Ce Dont On Ne Parle Plus

Ce doit être l’âge que je me suis dit. Le temps qui passe. Qui fait que. On s’attarde ici, un peu moins là…
Quelque chose vous saisit, une angoisse épouvantable ; oh ! vous la combattez ! Un peu moins fier, cependant. Mais, tout de même, encore, vous luttez. Contre l’inéluctable.
C’est que, on traverse pas, comme ça, des vents, des marées, quelques « chagrins qui se reposent », pour un jour, renoncer. Se ranger.
Quand bien même, vous auriez toujours espéré que vienne ce moment-là. Celui où, enfin, vous entreverriez la paix.

Oui, je me dis que c’est l’âge, tu vieillis ma pomme, ça y est, voilà que ça te prend, même que c’était couru, et comment !
C’est bien possible… Mais tout de même, j’ai pas la berlue. L’âge d’accord, et pis tout le reste, je veux dire ce qu’on a fait, ce qu’on a pas fait, ça compte, ça finit par peser. Brouiller la vue. Et t’enfumer le cassis…
Oui, peut-être que c’est ça, mais peut-être aussi que non. Car bon sang, j’ai toutes mes oreilles, ma lucidité. J’ai pas encore viré cinoque. Ce dont on ne parle plus, je l’entends ! Je vois bien que ça manque. Et cruellement. Depuis quand ?… Pas mal de temps, je crois. C’est bien ça le problème. J’ai pas la date exacte… Est-ce que ça aurait à voir avec je ne sais quel libéralisme, l’effréné ? Un Mur qui tombe ? Des tours qui s’écroulent ? Va savoir.

Mais nous autres, « les gens » comme on nous appelle désormais, nous y sommes pour quoi ? Que nous n’ayons pas fait gaffe, ça oui, mais faut comprendre. Nous autres, on a nos petites vies, le quotidien, cette lourdeur. Certes, on aurait pu. Non pas s’indigner, mais au-delà. Bien au-delà.
Oui, c’est vrai, qu’on s’est laissé bourrer le mou, s’entraînant les uns, les autres, si bien qu’à force, de cette faiblesse, la nôtre, on a profité.

• DONNÉES FOURNIES:
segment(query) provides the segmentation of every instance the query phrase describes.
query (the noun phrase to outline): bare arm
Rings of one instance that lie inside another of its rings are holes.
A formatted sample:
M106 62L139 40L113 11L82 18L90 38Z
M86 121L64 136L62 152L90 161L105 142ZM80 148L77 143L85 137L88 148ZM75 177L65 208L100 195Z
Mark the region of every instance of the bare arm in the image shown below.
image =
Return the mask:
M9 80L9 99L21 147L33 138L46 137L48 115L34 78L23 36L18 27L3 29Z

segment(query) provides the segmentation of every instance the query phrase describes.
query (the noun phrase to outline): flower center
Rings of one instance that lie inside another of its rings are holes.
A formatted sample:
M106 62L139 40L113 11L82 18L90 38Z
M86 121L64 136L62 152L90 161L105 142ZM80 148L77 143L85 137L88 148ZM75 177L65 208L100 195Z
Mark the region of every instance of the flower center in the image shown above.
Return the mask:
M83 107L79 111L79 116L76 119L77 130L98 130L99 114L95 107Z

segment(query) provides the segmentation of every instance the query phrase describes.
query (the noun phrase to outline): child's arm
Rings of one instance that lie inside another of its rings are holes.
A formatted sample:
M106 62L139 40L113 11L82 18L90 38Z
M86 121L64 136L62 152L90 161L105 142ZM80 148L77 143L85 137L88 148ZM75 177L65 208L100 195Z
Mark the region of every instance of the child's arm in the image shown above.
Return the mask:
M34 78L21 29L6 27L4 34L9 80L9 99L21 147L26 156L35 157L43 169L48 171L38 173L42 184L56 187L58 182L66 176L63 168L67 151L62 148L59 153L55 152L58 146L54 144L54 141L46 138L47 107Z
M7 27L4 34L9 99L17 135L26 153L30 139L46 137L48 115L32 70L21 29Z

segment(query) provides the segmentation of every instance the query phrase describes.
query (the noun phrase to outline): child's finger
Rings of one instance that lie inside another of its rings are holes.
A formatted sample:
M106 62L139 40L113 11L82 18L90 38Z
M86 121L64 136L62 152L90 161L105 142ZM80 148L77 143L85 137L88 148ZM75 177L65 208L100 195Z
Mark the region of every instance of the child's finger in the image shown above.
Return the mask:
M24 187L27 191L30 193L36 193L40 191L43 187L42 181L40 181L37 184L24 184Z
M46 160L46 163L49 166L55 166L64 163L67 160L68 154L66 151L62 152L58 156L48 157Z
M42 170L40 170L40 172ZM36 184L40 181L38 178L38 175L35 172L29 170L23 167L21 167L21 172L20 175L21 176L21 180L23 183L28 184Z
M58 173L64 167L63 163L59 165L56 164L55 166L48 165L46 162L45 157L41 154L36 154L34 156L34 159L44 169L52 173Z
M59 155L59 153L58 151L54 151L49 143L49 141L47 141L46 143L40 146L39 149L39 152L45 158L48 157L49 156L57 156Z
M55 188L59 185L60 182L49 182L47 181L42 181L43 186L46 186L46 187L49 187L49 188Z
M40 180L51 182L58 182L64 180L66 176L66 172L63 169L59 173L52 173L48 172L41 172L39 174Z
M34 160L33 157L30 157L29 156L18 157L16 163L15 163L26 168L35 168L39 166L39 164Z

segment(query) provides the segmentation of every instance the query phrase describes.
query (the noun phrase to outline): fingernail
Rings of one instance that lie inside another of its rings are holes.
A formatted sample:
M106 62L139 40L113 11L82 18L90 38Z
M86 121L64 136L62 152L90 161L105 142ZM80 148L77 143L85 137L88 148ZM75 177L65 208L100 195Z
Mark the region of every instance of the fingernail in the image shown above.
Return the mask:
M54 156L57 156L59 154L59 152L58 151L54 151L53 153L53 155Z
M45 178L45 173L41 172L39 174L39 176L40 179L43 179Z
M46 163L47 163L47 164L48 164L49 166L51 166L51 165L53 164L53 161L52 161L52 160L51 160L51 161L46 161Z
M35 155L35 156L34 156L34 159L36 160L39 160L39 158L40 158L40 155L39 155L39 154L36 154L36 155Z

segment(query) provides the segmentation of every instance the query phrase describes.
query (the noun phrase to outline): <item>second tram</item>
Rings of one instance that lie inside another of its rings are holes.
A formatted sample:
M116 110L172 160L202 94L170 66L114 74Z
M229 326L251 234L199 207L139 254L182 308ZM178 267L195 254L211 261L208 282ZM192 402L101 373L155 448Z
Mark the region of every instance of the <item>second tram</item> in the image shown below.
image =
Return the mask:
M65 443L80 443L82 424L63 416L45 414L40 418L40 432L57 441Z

• CONSIGNES:
1/ Relevez toutes les phrases interrogatives du texte sur ce dont on ne parle plus, telles qu'elles y figurent.
2/ Poursuivez le texte sur ce dont on ne parle plus après sa dernière phrase, en gardant le même ton familier.

• CORRIGÉ:
1/
- Depuis quand ?
- Est-ce que ça aurait à voir avec je ne sais quel libéralisme, l'effréné ?
- Un Mur qui tombe ?
- Des tours qui s'écroulent ?
- Mais nous autres, « les gens » comme on nous appelle désormais, nous y sommes pour quoi ?

2/
C’est pas qu’on n’est pas coupable, c’est pas qu’on est innocent, c’est juste qu’on ne sait pas. Ou plutôt, qu’on ne fait plus l’effort. De savoir. Parce qu’on a fait un choix : celui d’être tranquille, un jour. A n’importe quel prix. Sans en mesurer les conséquences.
Et maintenant, ils peuvent casser le monde – ce qu’ils font – on ne le voit pas. C’est ça qu’est admirable ! Si j’ose dire. Admirable parce que, naguère, c’était l’amour qui rendait aveugle, n’est-ce pas ? Désormais, c’est son absence qui nous plonge, et de plus en plus, dans la cécité. Totale. Absolue.
Ce dont on ne parle plus, c’est d’Amour.

On ne parle plus d’Amour. Nulle part. Tu peux chercher, tu trouveras pas. Ou alors, c’est de la mise en scène. C’est pour faire de l’audimat. Du tirage. De l’entrée. Bref, c’est du commerce.
L’Amour, c’est plus une valeur. J’emploie ce terme – valeur – à desseins, tant on nous le sort à toutes les sauces, tant on l’entend, partout, tout le temps.
Les valeurs de la droite, les valeurs de la gauche, « Moi, monsieur, j’ai des valeurs ! », « il faut défendre les valeurs de la France », mais ces « valeurs » avec lesquelles, bien sûr, on ne transigera pas, mais que sont-ce ? Sinon, le cynisme. Oh, bien maquillé, j’en conviens. Par d’autres mots, des consensuels – mais pour combien de temps ? – comme « solidarité », « compassion », des mots fourre-tout, qui dérangent rien, et surtout pas l’ordre établi ou celui qu’on veut nous enfiler, demain.
Des mots dégueulasses, en vérité, avec lesquels on entube les pauvres gens, les endort, et plus encore !

Oh oui, je sais, j’entends : « De quoi ?… D’Amour ? Comment oses-tu (me) parler d’Amour, toi qui n’as pas connu Lola Rastaquouère… ».
Dans le meilleur des cas.
Dans le pire, on te renvoie, fissa, chez les Bisounours.
« D’Amour ! Non mais je rêve ! Oh, venez donc voir un peu, ‘les gens’, y’a un illuminé sur la toile ! ».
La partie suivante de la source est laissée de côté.